## Source document
--- START ---

- The Washington Times - Thursday, April 25, 2002

The Center for Equal Opportunity a nonprofit, Sterling, Va.-based research and educational organization is publishing today a 50-page study that documents evidence of racial and ethnic discrimination in the admissions policies of Virginia's three public law schools: the University of Virginia, William and Mary and George Mason University. This is the first analysis of this kind ever done for law-school admissions anywhere in the country.

The study is authored by Robert Lerner and Althea Nagai of Rockville, but all the data on which it relies were supplied by the three law schools themselves. The center obtained the data through freedom-of-information requests and turned it over to the Lerners, who did a sophisticated statistical analysis using multiple logistic regression equations. In layman's terms, they looked to see whether the data showed that skin color and ancestry influenced an applicant's chances of admission.

For two of the schools Virginia and William and Mary the evidence is overwhelming that race makes a huge difference. Indeed, the numbers for Virginia are the worst that the center has ever seen, having published studies looking at preferences for 47 undergraduate institutions across the country (including 10 in Virginia) and for six medical schools. The law-school and other studies are all available on the center's Web site, www.ceousa.org.

--- END ---

## Extracted material
--- START ---

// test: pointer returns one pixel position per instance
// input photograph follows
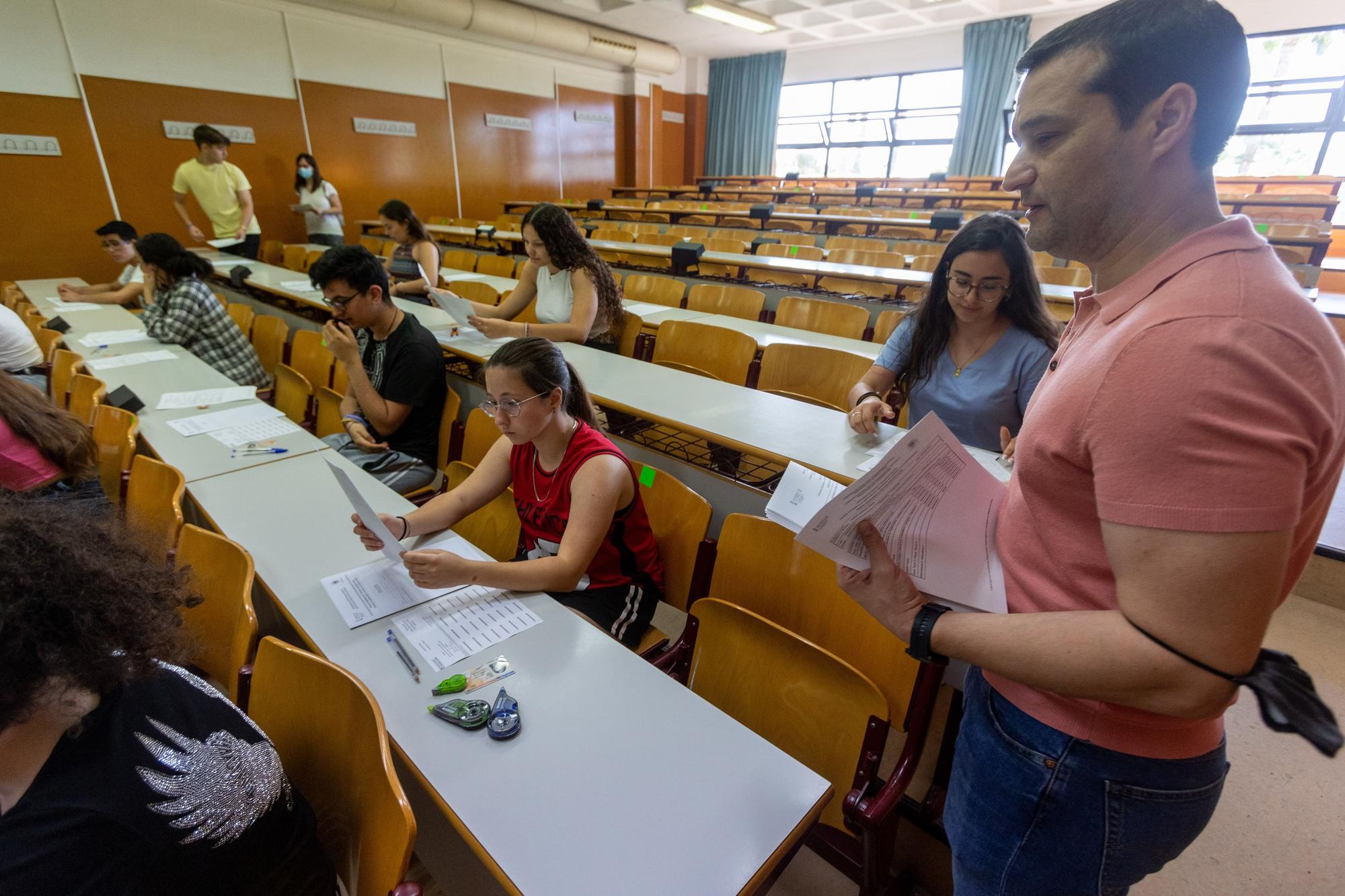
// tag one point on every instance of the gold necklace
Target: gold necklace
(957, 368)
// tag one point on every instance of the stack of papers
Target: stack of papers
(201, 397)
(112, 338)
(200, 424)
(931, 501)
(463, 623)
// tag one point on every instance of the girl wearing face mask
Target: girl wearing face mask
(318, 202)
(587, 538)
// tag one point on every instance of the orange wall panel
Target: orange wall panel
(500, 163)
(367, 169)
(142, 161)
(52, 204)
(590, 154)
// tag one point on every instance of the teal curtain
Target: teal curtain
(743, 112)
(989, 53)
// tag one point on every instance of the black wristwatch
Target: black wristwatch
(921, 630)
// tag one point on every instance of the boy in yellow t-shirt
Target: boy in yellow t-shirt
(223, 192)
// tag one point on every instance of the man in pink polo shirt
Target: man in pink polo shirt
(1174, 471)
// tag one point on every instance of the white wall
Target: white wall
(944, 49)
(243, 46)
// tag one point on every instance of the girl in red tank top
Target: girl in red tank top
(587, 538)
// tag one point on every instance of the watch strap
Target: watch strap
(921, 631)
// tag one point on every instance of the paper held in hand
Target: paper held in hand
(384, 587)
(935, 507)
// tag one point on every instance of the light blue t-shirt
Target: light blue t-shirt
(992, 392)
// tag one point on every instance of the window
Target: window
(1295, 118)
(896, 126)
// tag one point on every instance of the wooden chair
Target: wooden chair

--- END ---

## Problem
Can you resume the Washington Times article about the Virginia law-school admissions study, picking up right after its final sentence?

## Answer to the exercise
At Virginia, the odds favoring a black candidate over an equally qualified white candidate were an astonishing 731 to 1 in 1999 and 647 to 1 in 1998. To put it in other terms: In 1999, if you had an LSAT score of 160 and an undergraduate grade-point-average of 3.25 these are the two measures that law schools typically weigh most heavily you had a 95 percent chance of getting in if you were black, but only a 3 percent chance of getting in if you were white.

At William and Mary, there was also strong evidence of pronounced discrimination favoring black Americans. The odds ratio favoring blacks over whites there was 168 to 1 in 1999 and 351 to 1 in 1998. Thus, in 1999, if you had an LSAT of 155 and an undergraduate GPA of 3.0, your chances of getting in were 84 percent if you were black but only 3 percent if you were white. The black-white gap in GPA during the first-year of law school was greatest at William and Mary: six-tenths of a point on a 4-point scale.

Only George Mason University School of Law can plausibly claim to be treating black and white applicants on a nondiscriminatory basis. There was no statistically significant evidence of racial or ethnic discrimination at GMU in the 1999 data provided, and while the black-white odds ratio in 1998 was statistically significant (2.9 to 1), it was still quite small in comparison to Virginia and William and Mary.

It is interesting that, in 1998 and 1999, the two most recent years for which data were available and which are the focus of the study, there is no evidence that Latinos were given a preference over whites at any of the three schools. There was statistically significant evidence that Asians received preferences at the three schools, but it was relatively small compared with the preference given black Americans, and was never greater than 3.9 to 1.

The center has also published analyses by the Lerners of the admissions data obtained, with the help of the Virginia Association of Scholars, from 10 undergraduate public colleges and universities in Virginia. Evidence of discrimination was found there, too, particularly at the more selective schools.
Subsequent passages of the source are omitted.